To establish whether the Scottish offshore area has the potential for storing the amounts of CO 2 captured, the study identified and assessed potential CO 2 storage sites in the offshore area in terms of their relative storage capacities and geotechnical criteria.

Potential CO 2 storage sites in the offshore area are:

  • saline aquifers and;
  • hydrocarbon fields.

Hydrocarbon fields have, by definition, the proven ability to trap migrating gas and oil in suitable 'reservoir' rock for many millions of years. Hydrocarbon fields that may be suitable for CO 2 storage are

  • those that either have ceased production, or will do so within the period covered by the study, or
  • those that are suitable for enhanced oil recovery using CO 2 (CO 2- EOR).

Only a relatively small proportion of reservoirs contain hydrocarbon accumulations; the vast majority of potential reservoir rocks (typically sandstone in the North Sea) are filled with saline water, and these are known as saline aquifers.

Common to all types of storage site, the key metrics for assessing a potential site are:

  • location;
  • data availability;
  • storage capacity;
  • geotechnical characteristics of the storage site;
  • timing of storage site availability.

3.1 Location

The area defined by the Scottish Renewable Energy Zone offshore has been examined (see map facing Contents page). It contains approximately 204 hydrocarbon fields (comprising 163 oil, 30 gas condensate and 11 gas fields) and 80 saline aquifers that might be suitable for the storage of CO 2. These numbers may increase in future as further hydrocarbon fields or saline aquifers may yet be discovered.

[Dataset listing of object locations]

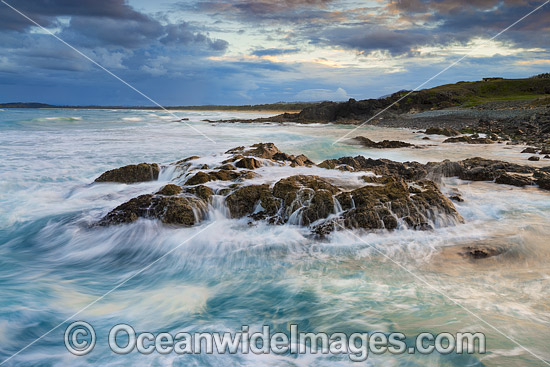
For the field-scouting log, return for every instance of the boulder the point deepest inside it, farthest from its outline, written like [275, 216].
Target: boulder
[131, 174]
[385, 144]
[468, 140]
[248, 163]
[442, 131]
[260, 150]
[220, 175]
[170, 190]
[186, 211]
[385, 167]
[514, 180]
[245, 200]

#### Instructions for the task:
Reproduce verbatim the portion of the passage on offshore CO2 storage sites that opens with the words "Hydrocarbon fields have, by" and closes with "(CO 2- EOR).". Rely solely on the passage on offshore CO2 storage sites and on no other source.

#### Solution to the problem:
Hydrocarbon fields have, by definition, the proven ability to trap migrating gas and oil in suitable 'reservoir' rock for many millions of years. Hydrocarbon fields that may be suitable for CO 2 storage are

  • those that either have ceased production, or will do so within the period covered by the study, or
  • those that are suitable for enhanced oil recovery using CO 2 (CO 2- EOR).